■ DIRECTIONS
Where does the string "dark" appear in the material? Copy each line that holds it.

■ MATERIAL PROVIDED
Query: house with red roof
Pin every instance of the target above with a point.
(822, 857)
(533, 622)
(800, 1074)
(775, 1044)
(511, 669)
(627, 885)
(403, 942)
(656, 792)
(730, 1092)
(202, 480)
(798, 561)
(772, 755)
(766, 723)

---

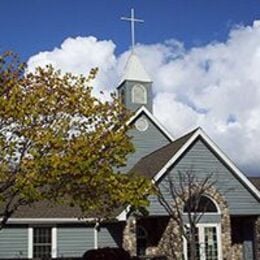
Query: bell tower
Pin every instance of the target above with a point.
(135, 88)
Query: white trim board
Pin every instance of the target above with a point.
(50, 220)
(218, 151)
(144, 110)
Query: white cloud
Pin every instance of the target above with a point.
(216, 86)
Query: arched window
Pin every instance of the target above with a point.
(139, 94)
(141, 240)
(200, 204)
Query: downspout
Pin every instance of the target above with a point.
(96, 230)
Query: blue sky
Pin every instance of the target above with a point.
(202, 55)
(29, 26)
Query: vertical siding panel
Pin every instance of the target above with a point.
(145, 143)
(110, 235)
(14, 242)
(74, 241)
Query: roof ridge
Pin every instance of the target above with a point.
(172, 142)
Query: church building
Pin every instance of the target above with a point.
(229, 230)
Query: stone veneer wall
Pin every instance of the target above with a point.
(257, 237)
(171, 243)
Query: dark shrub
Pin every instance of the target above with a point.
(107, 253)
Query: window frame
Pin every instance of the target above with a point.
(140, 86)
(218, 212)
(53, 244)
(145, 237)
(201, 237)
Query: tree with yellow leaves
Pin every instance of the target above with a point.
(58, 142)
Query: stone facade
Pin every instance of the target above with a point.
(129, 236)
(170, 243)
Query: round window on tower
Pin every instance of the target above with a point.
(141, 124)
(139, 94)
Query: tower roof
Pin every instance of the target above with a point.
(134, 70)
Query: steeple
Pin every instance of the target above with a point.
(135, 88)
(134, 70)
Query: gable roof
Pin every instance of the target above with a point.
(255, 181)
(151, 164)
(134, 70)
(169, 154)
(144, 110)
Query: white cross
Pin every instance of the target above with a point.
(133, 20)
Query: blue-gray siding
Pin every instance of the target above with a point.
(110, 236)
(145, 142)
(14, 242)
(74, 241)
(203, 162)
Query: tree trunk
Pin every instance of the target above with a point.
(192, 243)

--

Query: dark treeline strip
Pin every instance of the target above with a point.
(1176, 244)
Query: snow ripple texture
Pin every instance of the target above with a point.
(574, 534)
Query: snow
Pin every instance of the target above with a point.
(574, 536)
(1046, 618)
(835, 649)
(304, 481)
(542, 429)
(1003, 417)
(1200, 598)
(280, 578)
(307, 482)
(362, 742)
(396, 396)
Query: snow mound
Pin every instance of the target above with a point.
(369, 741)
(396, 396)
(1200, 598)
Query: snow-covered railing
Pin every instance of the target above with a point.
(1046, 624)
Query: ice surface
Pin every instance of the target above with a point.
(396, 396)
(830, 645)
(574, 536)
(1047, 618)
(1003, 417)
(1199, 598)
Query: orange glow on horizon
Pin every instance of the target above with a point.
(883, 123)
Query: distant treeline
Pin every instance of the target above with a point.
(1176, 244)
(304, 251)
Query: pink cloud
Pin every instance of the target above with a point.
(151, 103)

■ RESULT OF THE EXERCISE
Query: dark shrub
Query: dark treeline strip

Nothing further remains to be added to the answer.